EXERCISE PROMPT
Restate exactly, and only, the lines spanning from the one with "Where can you see the leaning" to the end of the records below.

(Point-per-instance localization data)
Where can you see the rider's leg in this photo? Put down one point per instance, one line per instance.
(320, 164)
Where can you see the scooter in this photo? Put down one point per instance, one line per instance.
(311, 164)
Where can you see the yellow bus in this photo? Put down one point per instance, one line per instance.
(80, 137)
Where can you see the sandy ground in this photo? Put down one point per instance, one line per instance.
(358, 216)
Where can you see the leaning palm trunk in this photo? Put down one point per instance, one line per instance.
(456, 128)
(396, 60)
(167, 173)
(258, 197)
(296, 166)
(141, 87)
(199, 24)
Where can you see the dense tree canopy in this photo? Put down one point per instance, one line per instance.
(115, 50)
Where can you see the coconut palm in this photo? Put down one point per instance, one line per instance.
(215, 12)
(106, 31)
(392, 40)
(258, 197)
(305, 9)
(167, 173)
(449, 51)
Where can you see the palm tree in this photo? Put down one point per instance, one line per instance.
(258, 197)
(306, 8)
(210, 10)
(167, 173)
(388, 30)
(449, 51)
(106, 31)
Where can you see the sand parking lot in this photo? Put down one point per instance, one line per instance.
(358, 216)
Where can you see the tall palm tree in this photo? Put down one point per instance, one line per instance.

COMPLETED TASK
Where can you see the leaning palm trunk in this photo? Put down one point per instance, one line per instance.
(456, 128)
(396, 60)
(167, 173)
(258, 197)
(296, 166)
(141, 87)
(199, 24)
Where can you see the dense tree canopy in this photo? Put down one point per instance, one line per instance.
(115, 50)
Where can you see the coconut palm in this photo? Put down one point per instance, one line per instance.
(215, 12)
(106, 31)
(392, 40)
(258, 197)
(305, 9)
(167, 173)
(449, 51)
Where can you see the palm tree in this photo? Put down one point per instance, one line per instance.
(258, 197)
(306, 8)
(210, 10)
(167, 173)
(388, 30)
(449, 51)
(106, 31)
Where can you see the sand parking lot in this photo? Put down one point per instance, one line per instance.
(358, 216)
Where can you see the tall palm tree in this photo? Put down one point per instance, one line per instance.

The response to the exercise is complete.